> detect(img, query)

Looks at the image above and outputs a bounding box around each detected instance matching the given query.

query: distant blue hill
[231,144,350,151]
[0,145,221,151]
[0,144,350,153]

■ ■ ■ ■ ■

## 수행할 작업
위의 모든 행을 다시 쓰되, "distant blue hill"라는 표현만 "distant gray hill"라는 표현으로 바꾸고 나머지는 그대로 두세요.

## 문제 풀이
> detect(img, query)

Looks at the image above and outputs a bounding box around each detected instance matching the given query.

query: distant gray hill
[231,144,350,151]
[0,145,221,151]
[0,144,350,153]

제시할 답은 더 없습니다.